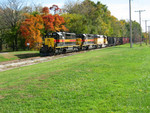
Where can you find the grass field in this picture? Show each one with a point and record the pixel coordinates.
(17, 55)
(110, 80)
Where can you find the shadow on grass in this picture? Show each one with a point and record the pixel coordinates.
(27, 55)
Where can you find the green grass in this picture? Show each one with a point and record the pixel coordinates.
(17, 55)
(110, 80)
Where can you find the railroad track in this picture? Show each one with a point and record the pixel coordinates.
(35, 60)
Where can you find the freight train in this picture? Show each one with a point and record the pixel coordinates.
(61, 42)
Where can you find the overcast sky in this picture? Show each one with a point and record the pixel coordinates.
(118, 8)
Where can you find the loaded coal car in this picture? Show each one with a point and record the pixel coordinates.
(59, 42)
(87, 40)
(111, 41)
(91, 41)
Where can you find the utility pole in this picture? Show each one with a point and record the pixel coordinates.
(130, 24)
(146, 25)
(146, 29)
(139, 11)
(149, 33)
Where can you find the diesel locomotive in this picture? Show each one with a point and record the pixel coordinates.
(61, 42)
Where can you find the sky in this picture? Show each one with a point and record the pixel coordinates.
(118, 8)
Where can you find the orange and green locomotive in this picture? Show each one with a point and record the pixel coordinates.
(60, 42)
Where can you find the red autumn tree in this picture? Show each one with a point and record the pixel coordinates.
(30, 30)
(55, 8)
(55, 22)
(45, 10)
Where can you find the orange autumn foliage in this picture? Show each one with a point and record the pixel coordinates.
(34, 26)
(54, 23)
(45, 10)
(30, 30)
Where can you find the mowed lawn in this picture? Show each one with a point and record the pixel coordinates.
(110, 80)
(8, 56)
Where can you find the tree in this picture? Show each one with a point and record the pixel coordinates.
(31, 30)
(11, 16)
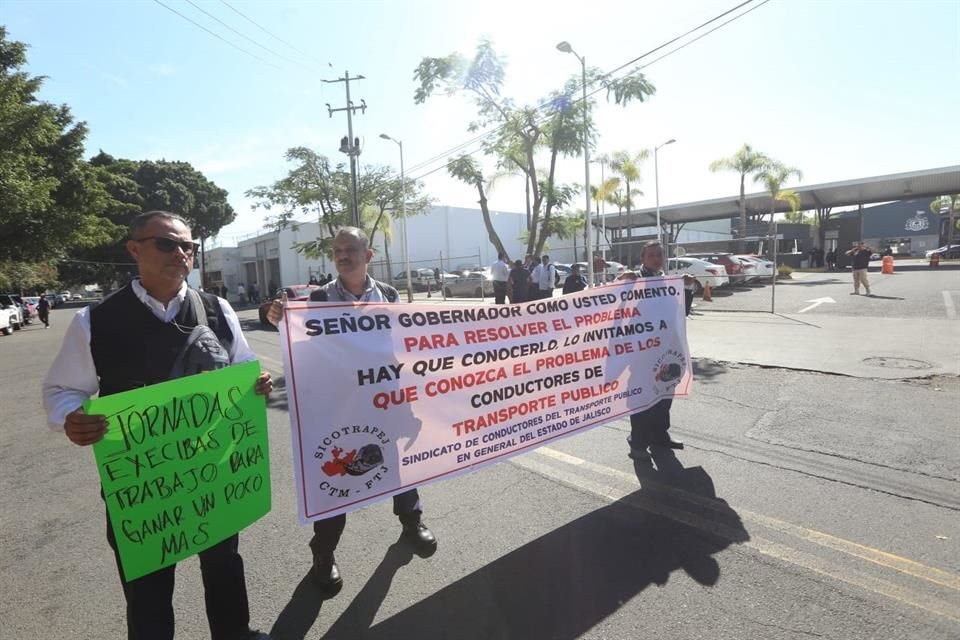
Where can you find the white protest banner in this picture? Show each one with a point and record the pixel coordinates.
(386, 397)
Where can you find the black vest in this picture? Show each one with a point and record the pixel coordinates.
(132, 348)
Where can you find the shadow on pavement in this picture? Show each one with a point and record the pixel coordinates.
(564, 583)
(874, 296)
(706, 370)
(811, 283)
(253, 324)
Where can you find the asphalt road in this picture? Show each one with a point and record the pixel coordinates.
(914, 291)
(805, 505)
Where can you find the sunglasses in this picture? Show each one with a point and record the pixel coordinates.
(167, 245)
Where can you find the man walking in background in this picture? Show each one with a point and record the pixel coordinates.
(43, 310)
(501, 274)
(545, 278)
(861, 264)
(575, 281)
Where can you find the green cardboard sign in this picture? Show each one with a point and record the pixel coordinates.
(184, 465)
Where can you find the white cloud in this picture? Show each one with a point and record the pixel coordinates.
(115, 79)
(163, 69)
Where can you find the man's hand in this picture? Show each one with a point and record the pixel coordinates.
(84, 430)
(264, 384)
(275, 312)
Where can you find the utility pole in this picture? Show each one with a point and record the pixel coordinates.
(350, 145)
::::
Aim of the task: Before writing out the material above, please remove its pictures; everything else stays exact.

Written solution:
Where can you find the grass field in this picture? Show each one with a point and record the pixel coordinates.
(17, 55)
(110, 80)
Where can you find the shadow on grass in this picture? Show each one with a point and record the pixel coordinates.
(27, 55)
Where can you find the green grass in this picture? Show each one with a point and record the pixel coordinates.
(17, 55)
(110, 80)
Where can you find the railroad track in this picture? Show each one with a point and record the pixel coordinates.
(35, 60)
Where can you find the freight train in this picture? Show each one with a point and record the pixel coordinates.
(61, 42)
Where can you find the overcast sky in this picture? Show each one with a point and record the pixel coordinates.
(118, 8)
Where can you find the loaded coal car in this picture? Show each one with a point and record the pixel coordinates.
(59, 42)
(87, 40)
(111, 41)
(91, 41)
Where can you find the utility pole in this picture? Show each one with a point and record the pixel coordinates.
(130, 24)
(146, 25)
(146, 29)
(139, 11)
(149, 33)
Where can you find the diesel locomotive in this picture? Show each one with a point and record the pixel coordinates.
(61, 42)
Where can you find the sky in this picture? Show each one with a point and record the pixel coordinates.
(118, 8)
Where can you find the orange and green locomotive in this picture? Show each one with a point and record the pixel coordinates.
(60, 42)
Where can you find the red autumn tree in this picture? Show each one with a point and record the pixel coordinates.
(30, 30)
(55, 8)
(55, 22)
(45, 10)
Where can you find the orange autumn foliage in this picture? Show each one with a point and record the pixel coordinates.
(34, 26)
(54, 23)
(45, 10)
(30, 30)
Where can you find the mowed lawn in this picture? Show each one with a point and record the pixel coordinates.
(110, 80)
(8, 56)
Where can you find the tree in this picture? Show each one with a point and record the pixel coordinates.
(31, 30)
(11, 16)
Where can you find the white protest banner in this picture? Show each one with a point and record the pixel coordinates.
(386, 397)
Where can you find the black vest in this picture? Show each one with a point and record the pixel coordinates.
(132, 348)
Where can you find the shadow on pavement in this picture? Show each one with a point and record the pixel coordinates.
(564, 583)
(874, 296)
(706, 370)
(811, 283)
(253, 324)
Where can you find the asphalt road in this picture? Show each one with a point and record the pixel coordinates.
(914, 291)
(805, 505)
Where can you find the sunglasses in this picture? Show each one with a point and record the pixel coordinates.
(167, 245)
Where can you find the man walking in background in this picture? Show each one with a point and record the pixel coordinates.
(43, 310)
(501, 274)
(545, 278)
(861, 264)
(575, 281)
Where can you find the green cardboard sign in this picture? Show each one with a point and record the pixel coordinates.
(184, 465)
Where can you find the white cloud in this picture? Show each one with a point and record the pixel coordinates.
(115, 79)
(163, 69)
Where can you find the man's hand in this picture? Show each one with a point and record the pixel coordinates.
(84, 430)
(264, 384)
(275, 312)
Where can you find the utility pole in this picture? Show each one with a point and record the pixel coordinates.
(350, 145)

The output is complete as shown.